▶ **DOCUMENT TEXT**
----
The Terrible Twos have been getting the best of me. Coraline has always been an intense child, but lately it feels like I don’t have the foggiest idea of how to be a parent (a loving, effectual one, anyway). After several longer-than-usual workdays our dynamic seemed to have spun way out of orbit — she was hitting and biting, constantly telling me to leave her alone, and asking to spend time with everyone but me. Every attempt to have fun was thwarted by her agitation and my frustration. Who was this aggressive, mommy-hating toddler? And when did I become some short-fused, weepy mother on autopilot?
On Thursday I found myself sitting in a friend’s kitchen downloading to two other moms — one with a son roughly Coraline’s age and the other a working mom with three kids between five years and 10 months. I explained how it seemed obvious that Coraline really just wanted my attention and was just acting out to get it; but I couldn’t give her my attention all the time when I had so many things to do when I was home, like clean the house or cook dinner. The mom of three stopped her chopping and turned to look at me. “Don’t clean the house. It’s okay if she eats fruit for dinner one night, at this age it’s about what they eat in a week, not in a day. And don’t ever feel guilty about working. It’s quality not quantity. Prioritize.” Just like that. No elaborate plan for how to “do it all” and make it look effortless. Just the simple fact that the perfect mother we all think we’re supposed to be is the stuff of legends.
----
▶ **INFORMATION SHOWN**
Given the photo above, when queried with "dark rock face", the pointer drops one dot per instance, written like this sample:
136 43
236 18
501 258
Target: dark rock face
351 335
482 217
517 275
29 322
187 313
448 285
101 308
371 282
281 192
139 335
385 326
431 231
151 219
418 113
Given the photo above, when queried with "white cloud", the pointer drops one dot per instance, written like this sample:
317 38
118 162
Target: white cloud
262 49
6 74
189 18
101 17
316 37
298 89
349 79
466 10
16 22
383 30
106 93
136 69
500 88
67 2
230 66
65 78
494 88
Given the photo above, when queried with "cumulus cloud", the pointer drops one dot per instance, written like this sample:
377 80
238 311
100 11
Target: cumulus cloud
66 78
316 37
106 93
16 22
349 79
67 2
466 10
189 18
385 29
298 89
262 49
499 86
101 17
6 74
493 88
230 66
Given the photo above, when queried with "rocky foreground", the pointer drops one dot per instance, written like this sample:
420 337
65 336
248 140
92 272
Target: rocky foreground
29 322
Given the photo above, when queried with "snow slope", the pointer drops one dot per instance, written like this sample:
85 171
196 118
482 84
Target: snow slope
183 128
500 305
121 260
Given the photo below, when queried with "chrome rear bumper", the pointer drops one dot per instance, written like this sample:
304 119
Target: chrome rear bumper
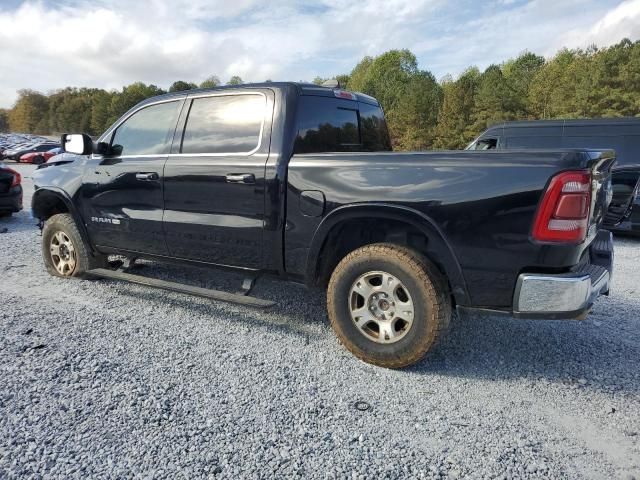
----
▶ **THINGS TO DO**
1 - List each behavior of Coraline's that the parenting post above the listing describes.
2 - In the parenting post, how many children does the working mom have, and what ages do they span?
3 - Please carry on the parenting post about the Terrible Twos from its final sentence.

▶ **RESULTS BY TASK**
1 -
- Hitting
- Biting
- Constantly telling her mother to leave her alone
- Asking to spend time with everyone but her mother

2 - She has three kids, between five years and 10 months old.

3 -
First thing Friday morning Coraline and I got in the car and drove to the Bronx Zoo, where we spent the whole day, just the two of us. We checked out most of the animals; rode the bug carousel and a real, live camel; had a picnic; and took the monorail to see Coraline’s beloved “big elephants!” It was a perfect day — no tantrums, no tears, no hitting. When we got home I made an easy dinner of pasta and left the dishes in the sink so Coraline could cook me a dessert of ball soup in her play kitchen. Lying in bed that night, the satisfaction left by the day was more satiating than the cleanest house could ever be. It was as if we hit a reset button, and suddenly things seem more manageable, and more joyous again, for us both. Onward…
Next week I’ll blog about some different ways to keep your mental cool in the fray, since not every day can be a day at the zoo.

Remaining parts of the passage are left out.